Continue the forum thread below on whether Florida will allow offshore drilling, starting after its last post.

*** Document passage ***

Will the state of Florida ever allow drilling offshore?

Discussion in 'West Florida' started by GCSurfer850, Apr 12, 2014.

  1. GCSurfer850

    GCSurfer850 New Member

    Sep 27, 2013
    I realize that as the demand of oil and gas rises that oil companies will venture into new exploratory drills in deep water. If they could make money drilling in 60 foot water they would, but as oil sources deplete and become scarce deep water drilling will become for prevalent in the Gulf of Mexico. Will a Deep Water Horizon accident happen again? Are we heading toward a future where oil rigs will be visible from Pensacola Beach or Panama City? Right now they are not, but if you look at the Mississippi and Louisiana coast they are everywhere. Granted there beaches don't bring in the tourism like our beaches, but where will the drilling stop. What is keeping the oil companies from drilling off our coast in the future? I have a feeling in the future when the demand for oil is at it's peak drilling will ensue off the Florida gulf coast. I'm not saying the gulf coast is special compared to other areas, and I know we have nothing like the L.A. river to pollute our waters, but when black oil washes ashore on Pensacola Beach, FL, I have to ask myself, is this water safe? I know I'm just ranting, but I'm scared of the future my kids will inherit, and I think that is the concern of most people today. All we can do is express concern and hope, or that's how I see it. "One Love"

    Soul surfer through in through.
  2. jizwhale

    jizwhale Well-Known Member

    Oct 8, 2011
    Of coarse they will. Oil is delicious. Have you tried the shrimp lately?

  3. Sandblasters

    Sandblasters Well-Known Member

    May 4, 2013
    hey joisy dude, dont be jelous you dont got shrimp or *****es...and in the south we got both so...dont get a attitude with us. oh and jersey doesn't have oil, which makes that place suck even more.
  4. 252surfer

    252surfer Well-Known Member

    Dec 1, 2010
    Well there's natural oil the seeps all the time in the gulf
  5. chicharronne

    chicharronne Well-Known Member

    Jun 22, 2006
    yeah from oil wells and road run off.

*** End of Document passage ***
*** Entries shown ***

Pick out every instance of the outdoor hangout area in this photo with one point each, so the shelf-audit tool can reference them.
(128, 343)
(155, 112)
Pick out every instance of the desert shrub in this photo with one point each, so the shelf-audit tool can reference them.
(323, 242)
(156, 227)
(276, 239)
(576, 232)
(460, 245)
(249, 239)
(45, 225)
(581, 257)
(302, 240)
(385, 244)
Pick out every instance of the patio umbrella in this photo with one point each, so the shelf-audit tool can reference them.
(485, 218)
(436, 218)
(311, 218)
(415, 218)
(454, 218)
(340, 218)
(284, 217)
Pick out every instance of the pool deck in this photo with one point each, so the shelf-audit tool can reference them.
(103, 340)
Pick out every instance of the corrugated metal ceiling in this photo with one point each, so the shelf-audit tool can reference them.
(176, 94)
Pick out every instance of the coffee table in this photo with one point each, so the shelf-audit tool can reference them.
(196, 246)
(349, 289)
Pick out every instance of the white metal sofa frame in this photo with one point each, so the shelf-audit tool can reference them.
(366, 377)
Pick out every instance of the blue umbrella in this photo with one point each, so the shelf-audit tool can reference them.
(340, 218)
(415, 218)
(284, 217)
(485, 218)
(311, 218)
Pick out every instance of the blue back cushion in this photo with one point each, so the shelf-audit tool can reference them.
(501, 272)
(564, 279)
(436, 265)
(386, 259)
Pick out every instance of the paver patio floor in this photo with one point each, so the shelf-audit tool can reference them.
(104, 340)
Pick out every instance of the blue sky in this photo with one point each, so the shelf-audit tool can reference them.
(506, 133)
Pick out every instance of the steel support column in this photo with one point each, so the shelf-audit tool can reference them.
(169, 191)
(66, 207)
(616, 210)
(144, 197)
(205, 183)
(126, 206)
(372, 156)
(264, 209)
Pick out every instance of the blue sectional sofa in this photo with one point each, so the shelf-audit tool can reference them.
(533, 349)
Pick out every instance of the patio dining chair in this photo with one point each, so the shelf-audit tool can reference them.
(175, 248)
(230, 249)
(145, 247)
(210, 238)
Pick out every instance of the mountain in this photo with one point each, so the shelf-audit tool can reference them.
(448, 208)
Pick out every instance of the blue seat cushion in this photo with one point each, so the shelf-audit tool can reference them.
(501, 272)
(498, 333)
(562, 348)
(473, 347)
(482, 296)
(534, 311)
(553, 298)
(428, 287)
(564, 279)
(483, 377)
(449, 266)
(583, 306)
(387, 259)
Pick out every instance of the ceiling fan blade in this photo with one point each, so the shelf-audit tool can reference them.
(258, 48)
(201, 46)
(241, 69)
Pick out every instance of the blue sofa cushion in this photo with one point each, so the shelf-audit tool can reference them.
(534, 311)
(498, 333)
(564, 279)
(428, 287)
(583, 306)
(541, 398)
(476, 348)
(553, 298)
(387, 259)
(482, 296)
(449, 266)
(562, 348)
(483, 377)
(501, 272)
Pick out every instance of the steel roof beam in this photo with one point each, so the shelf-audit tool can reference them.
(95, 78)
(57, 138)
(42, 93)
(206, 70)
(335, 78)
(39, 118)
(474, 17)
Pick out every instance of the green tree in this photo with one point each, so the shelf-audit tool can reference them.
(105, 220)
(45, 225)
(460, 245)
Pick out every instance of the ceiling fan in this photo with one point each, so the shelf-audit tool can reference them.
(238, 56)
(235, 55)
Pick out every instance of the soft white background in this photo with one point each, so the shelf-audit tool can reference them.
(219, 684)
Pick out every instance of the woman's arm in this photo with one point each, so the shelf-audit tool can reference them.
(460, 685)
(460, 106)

*** End of Entries shown ***

## Response area
  6. sisurfdogg

    sisurfdogg Well-Known Member

    Jun 17, 2013
    So far due to public outcry and an organized marine industry and a tourism industry with very heavy clout, we have staved off the oil rigs off our coastlines. You can feel the pressure, like hounds nipping at your heels, to drill baby drill! Think of all the jobs, the security of domestic oil production, the increased saftey regulations now in effect, blah, blah, blah. I don't have the time to go into lengthy rebuttals for each of these transparently weak reasons to despoil our coastlines, but the rebuttals are based on sound scientific and economic evidence. It will cost more in lost tourism related jobs due to fouled beaches and estuaries, and not yield the stated desired results of dropping the price of oil or significantly increasing supply, bottom line.

    That being said, vote for Charlie Christ and encourage others to do so. Vote the evil Gov. Rick Scott and his gang of criminals out of office before they open up the whole Florida coast to drilling. Vote early and vote often. Go to meetings and write letters and make phone calls and encourage others to do so.

  7. GCSurfer850

    GCSurfer850 New Member

    Sep 27, 2013
    You are correct, it does occur naturally, and is disposed of naturally by bacteria that break it down into carbon dioxide. Also natural oil seepage is spread out is small spurts which allows the oil to be thinner than if you drill a well and have thick crude oil float up, something that the bacteria can't break up. Oil seepage maybe be a natural occurrence in the Gulf, but mother nature knows how to deal with it. Big difference in oil drilling. Keyword here, "seepage".